[WHAT THE EXERCISE ASKS] Copy each of the rows below character for character, changing nothing.
***** MATERIAL SUPPLIED *****
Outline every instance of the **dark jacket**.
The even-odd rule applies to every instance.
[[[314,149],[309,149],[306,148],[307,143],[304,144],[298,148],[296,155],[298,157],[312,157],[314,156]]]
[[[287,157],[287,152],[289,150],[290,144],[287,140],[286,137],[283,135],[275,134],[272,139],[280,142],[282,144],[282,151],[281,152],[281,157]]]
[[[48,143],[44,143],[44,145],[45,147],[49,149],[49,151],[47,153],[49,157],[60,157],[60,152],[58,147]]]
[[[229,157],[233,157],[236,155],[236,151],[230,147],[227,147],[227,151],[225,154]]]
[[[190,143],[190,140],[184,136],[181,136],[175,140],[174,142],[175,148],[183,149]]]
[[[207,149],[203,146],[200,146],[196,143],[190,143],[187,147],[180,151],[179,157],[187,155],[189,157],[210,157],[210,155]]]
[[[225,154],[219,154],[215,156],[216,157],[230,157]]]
*****
[FULL SOLUTION]
Outline every instance of the **dark jacket**.
The even-odd rule applies to every instance.
[[[314,149],[309,149],[306,148],[307,143],[304,144],[298,148],[296,155],[298,157],[312,157],[314,156]]]
[[[287,157],[287,152],[289,150],[290,144],[287,140],[286,137],[283,135],[275,134],[272,139],[280,142],[282,144],[282,151],[281,152],[281,157]]]
[[[48,143],[44,143],[44,145],[45,147],[49,149],[49,151],[47,153],[49,157],[60,157],[60,152],[58,147]]]
[[[229,157],[233,157],[236,155],[236,151],[230,147],[227,147],[227,151],[225,154]]]
[[[190,143],[190,140],[184,136],[181,136],[175,140],[174,142],[175,148],[183,149]]]
[[[207,149],[203,146],[200,146],[196,143],[190,143],[187,147],[180,151],[179,157],[187,155],[189,157],[210,157],[210,155]]]
[[[225,154],[219,154],[215,156],[216,157],[230,157]]]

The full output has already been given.